(Dataset excerpt)
===

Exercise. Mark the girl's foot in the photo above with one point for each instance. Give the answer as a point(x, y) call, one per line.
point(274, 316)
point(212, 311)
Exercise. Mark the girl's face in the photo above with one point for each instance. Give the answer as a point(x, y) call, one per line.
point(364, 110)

===

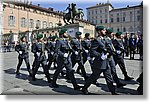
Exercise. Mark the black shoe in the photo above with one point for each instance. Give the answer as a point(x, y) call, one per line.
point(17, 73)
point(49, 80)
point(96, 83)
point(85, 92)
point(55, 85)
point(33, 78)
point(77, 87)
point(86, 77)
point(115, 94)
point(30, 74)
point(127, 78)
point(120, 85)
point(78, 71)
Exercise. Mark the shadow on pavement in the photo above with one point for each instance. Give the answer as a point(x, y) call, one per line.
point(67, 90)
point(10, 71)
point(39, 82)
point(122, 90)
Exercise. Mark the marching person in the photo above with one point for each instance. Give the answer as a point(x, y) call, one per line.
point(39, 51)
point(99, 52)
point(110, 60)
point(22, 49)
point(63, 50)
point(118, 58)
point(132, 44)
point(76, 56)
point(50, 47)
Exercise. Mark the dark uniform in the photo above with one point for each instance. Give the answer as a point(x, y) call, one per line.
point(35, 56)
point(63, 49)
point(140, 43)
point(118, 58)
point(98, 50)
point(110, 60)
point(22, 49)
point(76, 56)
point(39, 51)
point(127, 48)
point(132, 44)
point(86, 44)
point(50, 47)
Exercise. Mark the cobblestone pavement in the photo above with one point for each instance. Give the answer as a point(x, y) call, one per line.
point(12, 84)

===

| Problem to solve |
Please rewrite the lines starting at the one that contains "Exercise. Mark the black" and stopping after the one that contains "point(78, 71)" as a CSV with the columns text and answer, one row pairing each text with its answer. Quote every field and replace line breaks with spaces.

| Exercise output |
text,answer
"Exercise. Mark the black shoe in the photo above with one point for each instance. Give the answer as a point(x, y) call, one per line.","point(17, 73) point(49, 80) point(96, 83) point(85, 92) point(55, 85) point(33, 78) point(77, 87) point(86, 77) point(115, 94) point(30, 74) point(127, 78) point(120, 85) point(78, 71)"